* [SOURCE DOCUMENT]
* begin *

GRDC focused on profit

26 Jul, 2013 02:00 AM

WA farm consultant and Toodyay grain grower Paul McKenzie has urged growers to become more aware of where levies they pay are being spent.

Mr McKenzie announced earlier this month that he had established an organisation, iCrop Australia (ICA), that was dedicated to strengthening the financial returns of Australian grain producers.

"ICA's specific areas of interest include agriculture, compulsory levies, competition policy and rural affairs," he said.

Mr McKenzie said the Grain Research and Development Corporation (GRDC) levy was one he specifically wanted to hear from growers on.

Since announcing the formation of ICA, Mr McKenzie said he had been through data from GRDC's annual reports since 1992 and believes there needs to be scrutiny of the research organisations spending and return to the grower.

Mr McKenzie has found that the organisation's revenue had increased from $37 million to $177m over the last 20 years, while expenditure has virtually followed the same trend.

Largely the increased revenue has come from grower levies.

* end *

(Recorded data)
* begin *

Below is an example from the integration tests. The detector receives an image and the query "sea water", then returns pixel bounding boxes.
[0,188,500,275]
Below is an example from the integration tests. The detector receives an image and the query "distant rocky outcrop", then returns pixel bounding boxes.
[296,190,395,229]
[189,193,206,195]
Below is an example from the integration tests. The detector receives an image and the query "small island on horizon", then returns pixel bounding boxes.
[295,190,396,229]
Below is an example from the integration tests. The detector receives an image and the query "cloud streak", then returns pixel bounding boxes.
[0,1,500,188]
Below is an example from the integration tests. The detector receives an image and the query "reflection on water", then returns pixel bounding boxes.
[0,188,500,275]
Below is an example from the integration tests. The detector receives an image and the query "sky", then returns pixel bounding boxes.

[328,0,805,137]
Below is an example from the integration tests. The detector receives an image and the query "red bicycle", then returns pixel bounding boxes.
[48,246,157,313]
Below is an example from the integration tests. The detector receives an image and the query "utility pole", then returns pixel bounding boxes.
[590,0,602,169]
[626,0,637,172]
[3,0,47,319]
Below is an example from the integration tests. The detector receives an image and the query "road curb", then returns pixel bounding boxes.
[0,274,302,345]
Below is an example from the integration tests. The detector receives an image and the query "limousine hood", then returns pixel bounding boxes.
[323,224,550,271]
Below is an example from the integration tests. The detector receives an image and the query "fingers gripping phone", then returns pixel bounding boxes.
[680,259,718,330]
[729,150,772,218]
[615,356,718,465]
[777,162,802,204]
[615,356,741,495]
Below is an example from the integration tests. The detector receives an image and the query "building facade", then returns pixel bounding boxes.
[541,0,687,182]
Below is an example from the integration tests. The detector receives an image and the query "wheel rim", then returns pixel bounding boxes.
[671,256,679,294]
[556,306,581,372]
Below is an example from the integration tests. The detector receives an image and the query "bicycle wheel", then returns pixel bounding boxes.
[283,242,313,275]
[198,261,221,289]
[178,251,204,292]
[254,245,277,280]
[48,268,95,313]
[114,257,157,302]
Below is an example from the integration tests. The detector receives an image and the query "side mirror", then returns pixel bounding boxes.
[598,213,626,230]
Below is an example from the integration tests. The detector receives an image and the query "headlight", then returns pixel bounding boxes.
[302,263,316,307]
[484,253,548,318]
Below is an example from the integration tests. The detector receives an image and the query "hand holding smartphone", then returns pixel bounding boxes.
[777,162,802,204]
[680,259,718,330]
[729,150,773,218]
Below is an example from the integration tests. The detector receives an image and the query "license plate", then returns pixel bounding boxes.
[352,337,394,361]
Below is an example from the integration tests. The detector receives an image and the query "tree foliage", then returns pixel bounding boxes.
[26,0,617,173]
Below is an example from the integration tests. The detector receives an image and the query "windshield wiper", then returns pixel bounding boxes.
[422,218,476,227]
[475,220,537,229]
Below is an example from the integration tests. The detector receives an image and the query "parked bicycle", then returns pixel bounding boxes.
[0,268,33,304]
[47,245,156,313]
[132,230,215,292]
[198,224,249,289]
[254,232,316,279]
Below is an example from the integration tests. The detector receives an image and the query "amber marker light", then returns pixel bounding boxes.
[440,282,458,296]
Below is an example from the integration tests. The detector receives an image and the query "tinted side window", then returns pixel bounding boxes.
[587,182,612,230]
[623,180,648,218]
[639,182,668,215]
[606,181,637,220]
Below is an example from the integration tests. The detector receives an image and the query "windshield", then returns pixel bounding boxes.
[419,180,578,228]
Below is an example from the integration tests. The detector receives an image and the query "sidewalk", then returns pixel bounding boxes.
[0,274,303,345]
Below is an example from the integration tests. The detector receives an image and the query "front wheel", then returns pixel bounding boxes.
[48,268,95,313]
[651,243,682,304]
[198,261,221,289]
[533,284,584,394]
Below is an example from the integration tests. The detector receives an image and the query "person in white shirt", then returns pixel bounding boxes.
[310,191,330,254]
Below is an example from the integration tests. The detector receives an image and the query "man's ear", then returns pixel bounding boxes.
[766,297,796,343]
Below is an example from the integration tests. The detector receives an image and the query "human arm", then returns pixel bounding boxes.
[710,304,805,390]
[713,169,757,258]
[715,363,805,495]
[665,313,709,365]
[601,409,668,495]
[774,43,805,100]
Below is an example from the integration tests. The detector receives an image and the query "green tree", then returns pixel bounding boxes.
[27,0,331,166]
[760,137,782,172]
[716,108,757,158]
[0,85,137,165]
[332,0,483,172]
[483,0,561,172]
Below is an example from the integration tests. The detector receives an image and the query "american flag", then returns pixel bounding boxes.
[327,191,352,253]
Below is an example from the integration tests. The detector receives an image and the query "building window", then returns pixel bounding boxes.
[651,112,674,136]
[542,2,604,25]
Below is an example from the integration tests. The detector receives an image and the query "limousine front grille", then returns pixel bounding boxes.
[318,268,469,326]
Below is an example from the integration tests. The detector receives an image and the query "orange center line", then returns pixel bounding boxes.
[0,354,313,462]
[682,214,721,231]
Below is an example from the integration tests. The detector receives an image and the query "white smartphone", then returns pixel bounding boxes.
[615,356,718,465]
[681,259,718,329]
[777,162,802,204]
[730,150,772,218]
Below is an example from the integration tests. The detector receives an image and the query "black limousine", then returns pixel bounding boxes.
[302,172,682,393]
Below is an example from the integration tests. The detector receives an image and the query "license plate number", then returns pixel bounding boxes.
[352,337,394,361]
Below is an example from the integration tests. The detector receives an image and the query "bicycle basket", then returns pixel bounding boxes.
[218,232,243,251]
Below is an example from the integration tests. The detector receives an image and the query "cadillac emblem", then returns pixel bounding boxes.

* end *

* [TASK]
Reproduce the passage of the article on grain research levies, starting at "GRDC focused on" and ending at "Australian grain producers.". This material was drawn from a separate source.

* [ANSWER IN FULL]
GRDC focused on profit

26 Jul, 2013 02:00 AM

WA farm consultant and Toodyay grain grower Paul McKenzie has urged growers to become more aware of where levies they pay are being spent.

Mr McKenzie announced earlier this month that he had established an organisation, iCrop Australia (ICA), that was dedicated to strengthening the financial returns of Australian grain producers.